*Task list*
(1) Answer these about the skillet macaroni barbecue text:
(a) How long is the prep time?
(b) What is used instead of oil to start the aromatics?
(c) When does the cheddar go on top?
(2) Pick up the skillet macaroni barbecue text after its last sentence and keep writing it.

*Document section*
::::::

Skillet macaroni barbecue: elbow pasta simmered one-pot with stewed tomatoes, barbecue sauce, sweet corn, peppers, onions, and melted cheddar on top. A vegetarian weeknight skillet dinner that tastes like a cowboy diner plate.

YIELD

3 servings

PREP

15 min

COOK

25 min

READY

40 min

This one-pot skillet pasta is about as easy as a real dinner gets. The pasta cooks right in the sauce, absorbing all the tangy-sweet flavor of the stewed tomatoes and barbecue sauce as it softens, which means no separate pot of boiling water and no draining.

The clever swap in this version is starting the aromatics in red cooking wine instead of oil. The wine steams the onions, peppers, and garlic into softness without any added fat, then evaporates off leaving a savory backbone in the pan. A naturally lighter dish with nothing lost.

Sweet corn adds pops of texture and color, and the barbecue sauce gives the whole thing that smoky-sweet character that makes it taste like something off a chuckwagon. A handful of fat-free cheddar melts on top during the last five minutes off-heat to tie it all together.

::::::

*Extracted records*
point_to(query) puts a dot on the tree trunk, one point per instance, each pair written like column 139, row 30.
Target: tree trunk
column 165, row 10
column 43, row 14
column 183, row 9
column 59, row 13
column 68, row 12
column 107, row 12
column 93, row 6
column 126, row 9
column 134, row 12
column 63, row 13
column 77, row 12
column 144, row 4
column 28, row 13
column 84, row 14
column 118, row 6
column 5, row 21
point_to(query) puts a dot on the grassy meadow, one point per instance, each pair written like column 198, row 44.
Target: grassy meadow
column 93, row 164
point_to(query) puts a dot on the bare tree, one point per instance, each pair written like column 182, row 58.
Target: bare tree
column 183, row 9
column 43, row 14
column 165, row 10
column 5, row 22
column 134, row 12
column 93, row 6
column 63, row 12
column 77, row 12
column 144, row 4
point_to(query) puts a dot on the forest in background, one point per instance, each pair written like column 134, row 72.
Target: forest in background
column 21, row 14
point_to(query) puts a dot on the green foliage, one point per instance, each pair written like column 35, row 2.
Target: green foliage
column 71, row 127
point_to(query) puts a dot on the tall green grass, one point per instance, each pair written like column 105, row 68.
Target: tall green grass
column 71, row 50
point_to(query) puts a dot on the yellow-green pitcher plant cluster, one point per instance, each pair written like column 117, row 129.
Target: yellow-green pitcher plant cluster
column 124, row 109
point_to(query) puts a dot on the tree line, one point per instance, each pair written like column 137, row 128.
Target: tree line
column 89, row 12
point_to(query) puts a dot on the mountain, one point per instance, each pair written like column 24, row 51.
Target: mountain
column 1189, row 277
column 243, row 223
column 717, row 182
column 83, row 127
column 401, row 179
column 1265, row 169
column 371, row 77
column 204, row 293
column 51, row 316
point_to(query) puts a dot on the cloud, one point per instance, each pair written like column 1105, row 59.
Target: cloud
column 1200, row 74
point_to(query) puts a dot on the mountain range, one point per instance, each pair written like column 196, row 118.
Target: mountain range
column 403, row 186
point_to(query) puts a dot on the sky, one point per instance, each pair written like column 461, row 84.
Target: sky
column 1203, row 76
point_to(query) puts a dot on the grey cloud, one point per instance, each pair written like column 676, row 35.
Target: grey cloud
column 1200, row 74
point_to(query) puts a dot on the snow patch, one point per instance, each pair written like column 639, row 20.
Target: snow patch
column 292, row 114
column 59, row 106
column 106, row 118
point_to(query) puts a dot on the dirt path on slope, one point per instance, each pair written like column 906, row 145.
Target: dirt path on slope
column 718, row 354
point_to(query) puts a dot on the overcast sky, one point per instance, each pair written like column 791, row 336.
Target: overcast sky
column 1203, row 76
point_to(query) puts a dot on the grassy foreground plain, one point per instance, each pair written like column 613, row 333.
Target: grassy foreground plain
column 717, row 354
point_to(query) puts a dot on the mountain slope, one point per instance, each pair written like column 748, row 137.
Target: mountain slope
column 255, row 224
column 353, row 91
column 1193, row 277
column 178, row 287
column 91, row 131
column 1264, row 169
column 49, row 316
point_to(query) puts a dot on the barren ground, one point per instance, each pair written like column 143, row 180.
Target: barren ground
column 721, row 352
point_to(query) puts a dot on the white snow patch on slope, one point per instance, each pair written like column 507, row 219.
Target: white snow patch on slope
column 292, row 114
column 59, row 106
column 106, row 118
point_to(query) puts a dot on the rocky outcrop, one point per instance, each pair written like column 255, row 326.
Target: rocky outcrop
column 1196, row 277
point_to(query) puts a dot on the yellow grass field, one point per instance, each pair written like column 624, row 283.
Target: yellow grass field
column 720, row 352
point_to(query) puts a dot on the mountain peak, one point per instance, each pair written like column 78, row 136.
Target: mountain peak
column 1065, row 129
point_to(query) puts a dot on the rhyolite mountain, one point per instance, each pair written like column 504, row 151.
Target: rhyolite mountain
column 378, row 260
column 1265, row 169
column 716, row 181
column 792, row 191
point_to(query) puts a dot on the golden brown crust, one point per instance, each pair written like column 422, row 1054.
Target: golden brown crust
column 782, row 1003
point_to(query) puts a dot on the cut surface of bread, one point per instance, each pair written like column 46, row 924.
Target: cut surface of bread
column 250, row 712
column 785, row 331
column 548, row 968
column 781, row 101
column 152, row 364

::::::

*Responses to the tasks*
(1)
(a) 15 minutes
(b) Red cooking wine
(c) During the last five minutes, off the heat

(2)
Kitchen Tips

  • Use a deep skillet or saute pan with a tight lid, the pasta needs enough room to simmer with the liquid without boiling over.
  • Stir once or twice during the 15-minute simmer, this keeps the macaroni from sticking to the bottom as it cooks.
  • Use a thicker barbecue sauce for a richer finish, thin watery sauces disappear into the tomatoes.
  • If the pan gets too dry before the pasta is cooked through, add a splash more water, the macaroni needs enough liquid to finish.
  • Let the cheese melt fully under the lid off-heat rather than stirring it in, this gives you a blanket of melt rather than cheesy streaks.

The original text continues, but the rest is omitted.